What to work on: Copy out the listing that follows, exactly, without its pictures.

====== Records shown ======

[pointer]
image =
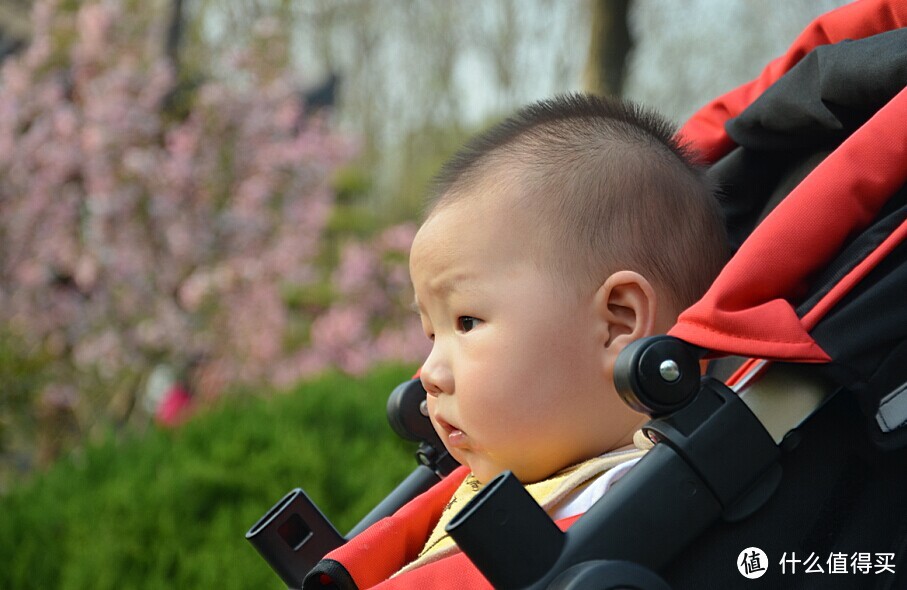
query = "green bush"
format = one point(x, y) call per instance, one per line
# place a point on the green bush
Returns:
point(169, 509)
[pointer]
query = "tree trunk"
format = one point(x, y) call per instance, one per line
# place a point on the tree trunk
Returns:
point(608, 47)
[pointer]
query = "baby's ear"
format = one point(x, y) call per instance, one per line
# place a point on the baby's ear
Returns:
point(627, 308)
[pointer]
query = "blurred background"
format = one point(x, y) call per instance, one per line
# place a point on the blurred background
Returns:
point(205, 213)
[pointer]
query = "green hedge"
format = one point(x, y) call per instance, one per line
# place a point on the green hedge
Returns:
point(169, 509)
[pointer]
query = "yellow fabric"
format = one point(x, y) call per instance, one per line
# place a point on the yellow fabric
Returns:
point(548, 493)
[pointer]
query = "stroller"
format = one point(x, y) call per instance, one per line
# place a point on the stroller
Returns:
point(785, 464)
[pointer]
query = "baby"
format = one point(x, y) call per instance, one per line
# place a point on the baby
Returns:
point(553, 240)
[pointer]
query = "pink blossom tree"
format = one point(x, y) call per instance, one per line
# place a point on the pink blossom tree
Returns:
point(130, 236)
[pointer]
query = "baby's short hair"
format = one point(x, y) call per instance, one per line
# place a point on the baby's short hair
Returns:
point(607, 184)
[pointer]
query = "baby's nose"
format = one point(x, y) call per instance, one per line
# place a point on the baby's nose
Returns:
point(435, 374)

======

Result below:
[pointer]
image =
query = "green bush"
format = one point(x, y) call per instance, one per line
# place a point on the green bush
Returns:
point(169, 509)
[pointer]
query = "tree trunk"
format = one point(x, y) call per instance, one per line
# place a point on the tree trunk
Returns:
point(608, 47)
[pointer]
query = "baby's ear"
format = one point(x, y) call per instance, one per line
# place a point on the baby's ear
Returns:
point(627, 308)
[pointer]
query = "blurred background"
format = one point(x, y) call per instance, one per line
# place a point on the blurred background
Returns:
point(205, 213)
[pointer]
query = "green hedge"
format = one point(x, y) call per instance, one per line
# place a point on the green hedge
Returns:
point(169, 509)
[pointer]
query = "yellow fabric"
format = one point(x, y) call per instance, one per line
# place a point on the yellow fabric
Returns:
point(548, 493)
[pointer]
query = "stroller"
format = one point(x, y) call per instance, one per line
# place a point on the stroller
Returns:
point(785, 464)
[pointer]
query = "baby"
format = one point(x, y) call per instance, one per line
# place a point on the baby
Returns:
point(553, 240)
[pointer]
query = "pink blossom tree"
format = one point(x, y) call per instance, one per line
# place a point on the pink blossom tree
Returns:
point(130, 236)
[pointer]
query = "baby's short hair"
format = one point(x, y) call per instance, one per line
# place a point on the baby's short hair
Returns:
point(607, 184)
[pointer]
query = "baby's nose"
format = one point(x, y) call per instance, one per line
# place a point on the baby's nose
Returns:
point(435, 374)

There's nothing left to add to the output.